**About this exercise**: For this exercise, repeat each entry exactly as written.

___ Data for this exercise

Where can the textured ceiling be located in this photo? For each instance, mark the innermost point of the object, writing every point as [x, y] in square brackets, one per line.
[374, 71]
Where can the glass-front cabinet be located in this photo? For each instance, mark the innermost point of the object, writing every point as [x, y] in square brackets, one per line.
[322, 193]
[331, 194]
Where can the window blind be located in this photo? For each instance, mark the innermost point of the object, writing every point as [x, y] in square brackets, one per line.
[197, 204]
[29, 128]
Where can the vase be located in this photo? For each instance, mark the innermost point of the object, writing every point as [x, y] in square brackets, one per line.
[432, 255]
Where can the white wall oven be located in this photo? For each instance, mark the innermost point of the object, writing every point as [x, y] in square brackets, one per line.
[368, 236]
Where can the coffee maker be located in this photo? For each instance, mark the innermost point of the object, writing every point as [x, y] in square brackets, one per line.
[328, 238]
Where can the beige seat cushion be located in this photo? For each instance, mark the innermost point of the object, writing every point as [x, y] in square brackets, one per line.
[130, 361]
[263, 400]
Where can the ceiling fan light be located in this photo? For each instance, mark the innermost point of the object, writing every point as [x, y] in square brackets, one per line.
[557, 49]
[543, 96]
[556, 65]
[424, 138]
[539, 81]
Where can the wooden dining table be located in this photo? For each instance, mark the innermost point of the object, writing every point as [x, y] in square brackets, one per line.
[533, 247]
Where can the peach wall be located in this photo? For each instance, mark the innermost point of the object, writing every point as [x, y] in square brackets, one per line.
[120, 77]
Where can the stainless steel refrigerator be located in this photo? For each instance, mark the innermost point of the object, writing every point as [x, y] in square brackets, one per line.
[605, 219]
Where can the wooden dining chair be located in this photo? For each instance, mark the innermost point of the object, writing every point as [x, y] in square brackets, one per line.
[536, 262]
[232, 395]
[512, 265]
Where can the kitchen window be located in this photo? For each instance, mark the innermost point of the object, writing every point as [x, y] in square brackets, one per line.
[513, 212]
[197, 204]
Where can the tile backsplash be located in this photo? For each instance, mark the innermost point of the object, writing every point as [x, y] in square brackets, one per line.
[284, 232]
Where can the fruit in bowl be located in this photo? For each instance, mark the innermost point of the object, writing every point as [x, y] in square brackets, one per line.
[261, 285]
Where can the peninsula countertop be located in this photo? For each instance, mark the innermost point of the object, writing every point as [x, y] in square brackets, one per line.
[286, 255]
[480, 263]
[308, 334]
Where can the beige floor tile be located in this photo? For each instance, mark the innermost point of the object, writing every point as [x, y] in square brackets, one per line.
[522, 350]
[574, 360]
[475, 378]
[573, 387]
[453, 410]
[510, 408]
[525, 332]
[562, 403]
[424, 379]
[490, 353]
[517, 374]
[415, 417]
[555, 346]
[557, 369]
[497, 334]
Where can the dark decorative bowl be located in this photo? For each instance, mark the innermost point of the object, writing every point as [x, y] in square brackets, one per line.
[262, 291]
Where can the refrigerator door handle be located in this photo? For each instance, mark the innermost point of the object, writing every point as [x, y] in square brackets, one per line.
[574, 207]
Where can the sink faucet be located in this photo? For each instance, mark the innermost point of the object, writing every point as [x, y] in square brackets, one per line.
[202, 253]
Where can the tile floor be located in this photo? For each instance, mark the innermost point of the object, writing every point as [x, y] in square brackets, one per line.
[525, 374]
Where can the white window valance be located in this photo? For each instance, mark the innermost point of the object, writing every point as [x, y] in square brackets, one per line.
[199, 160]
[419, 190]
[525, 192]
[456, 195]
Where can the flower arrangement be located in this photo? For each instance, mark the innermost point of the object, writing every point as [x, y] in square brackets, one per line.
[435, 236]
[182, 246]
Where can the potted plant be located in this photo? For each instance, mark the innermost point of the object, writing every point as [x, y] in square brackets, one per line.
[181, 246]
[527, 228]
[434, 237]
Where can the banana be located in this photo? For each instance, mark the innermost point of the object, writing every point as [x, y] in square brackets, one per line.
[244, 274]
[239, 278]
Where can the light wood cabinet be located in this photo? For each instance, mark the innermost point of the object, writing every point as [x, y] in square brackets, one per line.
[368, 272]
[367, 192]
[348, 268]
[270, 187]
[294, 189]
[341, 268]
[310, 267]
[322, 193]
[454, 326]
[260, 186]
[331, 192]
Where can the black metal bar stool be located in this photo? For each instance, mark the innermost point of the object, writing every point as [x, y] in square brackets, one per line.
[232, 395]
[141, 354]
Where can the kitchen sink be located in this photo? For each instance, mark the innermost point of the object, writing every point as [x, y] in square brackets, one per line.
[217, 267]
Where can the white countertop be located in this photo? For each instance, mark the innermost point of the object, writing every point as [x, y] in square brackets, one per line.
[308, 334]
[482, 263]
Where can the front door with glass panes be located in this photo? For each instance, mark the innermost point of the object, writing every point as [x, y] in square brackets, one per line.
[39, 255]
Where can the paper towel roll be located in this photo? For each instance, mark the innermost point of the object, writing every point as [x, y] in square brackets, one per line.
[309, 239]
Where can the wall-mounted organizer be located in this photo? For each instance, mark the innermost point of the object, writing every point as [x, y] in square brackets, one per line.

______

**Written solution**:
Where can the textured ceiling be located in this photo? For each instance, mark the innermost point of the object, writing every point as [x, y] in square brackets, one per line.
[374, 71]
Where can the glass-front cabinet be located in this photo? For each instance, mark the innermost point of the object, writing every point as [x, y] in square brackets, one per line.
[322, 193]
[331, 194]
Where can the window blind be located in this photo? For each instance, mark the innermost point of the object, writing every point as [x, y] in square brackets, one per line.
[197, 204]
[29, 128]
Where can the vase be located in this photo? For each instance, mark the innermost point of the object, writing every point as [x, y] in square brackets, one per line.
[432, 255]
Where can the white wall oven be located in this photo? For each instance, mark the innermost point of the object, writing every point as [x, y] in square brackets, one per line.
[368, 236]
Where can the coffee maker be located in this photo? For each instance, mark the innermost point of the object, writing every point as [x, y] in square brackets, one per line.
[328, 238]
Where can the beige seat cushion be located in this photo? For each instance, mark the innermost point of the object, writing every point as [x, y] in square brackets, one per line.
[130, 361]
[263, 400]
Where can the ceiling fan light be located in this photo? For each instance, mark the innermost point of the object, writing every point as [x, y] in square brackets, one per line.
[557, 49]
[543, 96]
[556, 65]
[424, 138]
[539, 81]
Where can the wooden dining table be located in this photo? For each instance, mark the innermost point of the object, writing every point as [x, y] in square brackets, one per line.
[533, 247]
Where can the peach wall be located in this photo? For each instance, mark the innermost point of the object, writing every point as [x, y] in square brackets, one per line.
[120, 77]
Where can the stainless steel refrigerator be located in this photo? For each instance, mark the innermost point of the object, writing every point as [x, y] in square brackets, one per line.
[605, 219]
Where can the wooden dining chair be located in this photo? For each instance, mark the innermost point of the object, writing every point as [x, y] in square brackets, one per line.
[536, 262]
[232, 395]
[512, 265]
Where can the kitchen window be located in this photo? For each instance, mark the innermost point of the object, writing every point as [x, y] in square brackets, one per line.
[513, 212]
[197, 204]
Where can the tile backsplash be located in this photo? For each instance, mark the innermost point of the object, writing every point as [x, y] in square brackets, one per line.
[284, 232]
Where can the fruit in bowl be located in this photo? For each instance, mark the innermost point of the object, writing every point as [x, y] in square brackets, one per line.
[261, 285]
Where can the peninsula countertop be located in this photo? For each instance, mark the innermost point of the object, writing every point as [x, y] in square brackets, one per line.
[286, 255]
[480, 263]
[308, 334]
Where can the beige floor tile be located in this photo? For each instance, mark the innermost point of the object, writing every point as [x, y] in square brackets, one per line.
[522, 350]
[574, 360]
[475, 378]
[573, 387]
[453, 410]
[510, 408]
[525, 332]
[562, 403]
[424, 379]
[490, 353]
[517, 374]
[415, 417]
[555, 346]
[557, 369]
[497, 334]
Where can the dark decorative bowl be located in this photo? For each instance, mark the innermost point of the object, writing every point as [x, y] in square brackets, one per line.
[262, 291]
Where can the refrigerator door handle be located in this photo? For each instance, mark the innermost point of the object, writing every point as [x, y] in square brackets, one per line.
[574, 207]
Where can the sink faucet be located in this photo? For each instance, mark the innermost point of the object, writing every point as [x, y] in square brackets, one per line.
[202, 253]
Where can the tile floor be located in this photo? For each instance, mark the innermost point of the object, writing every point as [x, y] in square brackets, one per line.
[525, 374]
Where can the white window valance be located in this photo? For each instance, mark the innermost point of the object, writing every point as [x, y] in square brackets, one per line.
[199, 160]
[419, 190]
[525, 192]
[456, 195]
Where can the flower arrangement be located in this photo? For each instance, mark the innermost point of the object, writing every point as [x, y] in square brackets, one per line.
[435, 236]
[182, 246]
Where can the potted plant be located in this photo? For each instance, mark the innermost point of the object, writing every point as [x, y] in square brackets, one per line.
[181, 246]
[527, 228]
[434, 237]
Where can the banana be located in this photo? For each instance, mark the innermost point of the object, writing every point as [x, y] in square brackets, one per line.
[244, 274]
[239, 278]
Where can the light wood cabinet be located in this photo? For each instance, mark the innermost point of the object, writing every point as [x, y] in square brackets, one per line.
[368, 272]
[367, 192]
[348, 268]
[270, 187]
[294, 189]
[341, 268]
[310, 267]
[322, 193]
[454, 326]
[260, 186]
[331, 192]
Where can the black metal bar stool be located in this photo? For each instance, mark the innermost point of the object, writing every point as [x, y] in square brackets, one per line.
[232, 395]
[141, 354]
Where can the kitchen sink be located in this photo? For each instance, mark the innermost point of the object, writing every point as [x, y] in square brackets, one per line.
[217, 267]
Where can the white countertop be located in this photo? For each instance, mark the innermost point of the object, writing every point as [x, y] in square brackets, one per line.
[308, 334]
[482, 263]
Where can the front door with glass panes be located in this photo? For each instance, mark the innermost point of the object, writing every point as [x, y] in square brackets, one per line.
[39, 255]
Where can the paper towel roll be located in this photo? For each instance, mark the innermost point of the object, writing every point as [x, y] in square brackets, one per line.
[309, 239]
Where can the wall-mounted organizer be located in this photo? For each instance, mark the innermost point of the object, writing every point as [x, y] in square brackets, one per line.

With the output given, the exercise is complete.